[SUPPLIED PASSAGE Boundary: Start]
Things are starting to get a teensy bit looney in this house. We’ve been on Christmas break for a week and a half, we’ve celebrated the holiday with a whole lot of gusto and are now anticipating one overly long night to ring in theNew Year.
I, for one, am quite ready for this whole “holiday” season to move on with itself. I will say, it’s been really nice not having to wake Avery up for school every morning, facing the wrath that can be her if she hasn’t had enough sleep. In fact, if truth be told, I’ve also been sleeping in a little longer than usual in the mornings. Jer? Well, he has been keeping his same schedule of ‘go to bed late and wake up late, stumble to the computer in his underwear, sit at said computer attempting to read the monitor with his 20/400 vision while his glasses sit but feet away from him’ while I run around like a chicken with my head cut off trying to please the every whim of my children. Okay, not every whim. Realistically, I don’t even attempt a good 2/3rds. But, you get the picture, right?
Well, this morning was slightly different. Apparently the universe aligned or the Earth was sprinkled with some sort of alien “generosity” powder because Jer decided to make the bed, once he crawled out of it, late (emphasis added) this morning.
And here’s what I walked in to see.
Do you notice anything, say, slightly off? Like, in a vertical/horizontal directional kind of way?
Yeah. Me, too. I stood in front of that bed for a good 5 minutes trying to understand. What would possess this man to think that this looked right? Now, I’m not being all Type “A” control freak, here. I definitely appreciated the break in my normal routine. But, I’m honestly flummoxed. Did he look at his finished product and say, “Nice job, Jer. Looks perfect.” Or, did he look at it and say, “Oh, sh$@. Oh, well. She probably won’t notice.” I think this is part of that Man DNA I’ve posted about prior. I’m very scared to admit that I think he honestlydidn’t notice that the stripes are going in completely opposite directions. In all actualityI think it looked just fine to him.
And men are predominantly running the world? Hmm.
The insanity does not stop with Jer. The other one with boy parts is suffering from it too. I walked into the living room the other day only to find him brushing the dog, Lewis. At first I thought this was very cute. Sweet, even. Until I noticed one very important factor. He wasn’t using the dog brush.
“Jack. Whose brush are you using?’ I asked, trying to locate the brush entangled in the dog’s poodle hair.
“Oh. It’s jus a brush,” he answered, continuing his styling.
[SUPPLIED PASSAGE Boundary: End]
[ENTRIES SHOWN Boundary: Start]
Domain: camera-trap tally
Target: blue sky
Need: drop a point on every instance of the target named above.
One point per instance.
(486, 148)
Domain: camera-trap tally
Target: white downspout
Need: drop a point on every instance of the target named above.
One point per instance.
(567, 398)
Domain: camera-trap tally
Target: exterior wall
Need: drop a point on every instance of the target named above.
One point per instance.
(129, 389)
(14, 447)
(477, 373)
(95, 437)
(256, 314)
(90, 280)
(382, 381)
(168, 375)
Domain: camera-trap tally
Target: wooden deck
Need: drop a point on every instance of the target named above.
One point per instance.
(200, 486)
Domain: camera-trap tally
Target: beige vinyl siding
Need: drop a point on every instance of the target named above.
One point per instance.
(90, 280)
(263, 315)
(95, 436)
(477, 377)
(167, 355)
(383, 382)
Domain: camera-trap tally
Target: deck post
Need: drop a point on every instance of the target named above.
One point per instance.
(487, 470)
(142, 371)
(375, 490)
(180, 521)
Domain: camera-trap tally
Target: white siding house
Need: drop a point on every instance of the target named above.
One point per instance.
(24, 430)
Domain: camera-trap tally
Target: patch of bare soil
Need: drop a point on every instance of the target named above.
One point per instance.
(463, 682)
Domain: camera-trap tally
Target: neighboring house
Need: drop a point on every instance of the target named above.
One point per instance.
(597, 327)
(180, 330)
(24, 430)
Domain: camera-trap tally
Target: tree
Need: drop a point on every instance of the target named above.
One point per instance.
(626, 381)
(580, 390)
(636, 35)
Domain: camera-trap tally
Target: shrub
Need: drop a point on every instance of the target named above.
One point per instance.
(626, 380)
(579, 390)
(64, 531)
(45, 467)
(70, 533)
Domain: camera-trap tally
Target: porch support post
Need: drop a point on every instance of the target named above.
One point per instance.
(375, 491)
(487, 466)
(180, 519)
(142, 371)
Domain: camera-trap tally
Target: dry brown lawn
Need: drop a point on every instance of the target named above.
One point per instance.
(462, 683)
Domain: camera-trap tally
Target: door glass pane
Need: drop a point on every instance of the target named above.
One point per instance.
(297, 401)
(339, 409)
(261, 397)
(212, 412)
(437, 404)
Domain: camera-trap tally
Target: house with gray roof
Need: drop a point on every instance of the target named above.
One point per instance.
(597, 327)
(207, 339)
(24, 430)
[ENTRIES SHOWN Boundary: End]
* [ABOUT THIS TASK]
Answer these from the post about the holiday break:
1. How long has the family been on Christmas break?
2. What is the dog's name?
3. How long did the narrator stand in front of the bed trying to understand it?
The data isn't needed for the work here.

* [RESPONSE TO THE TASK]
1. A week and a half.
2. Lewis.
3. A good 5 minutes.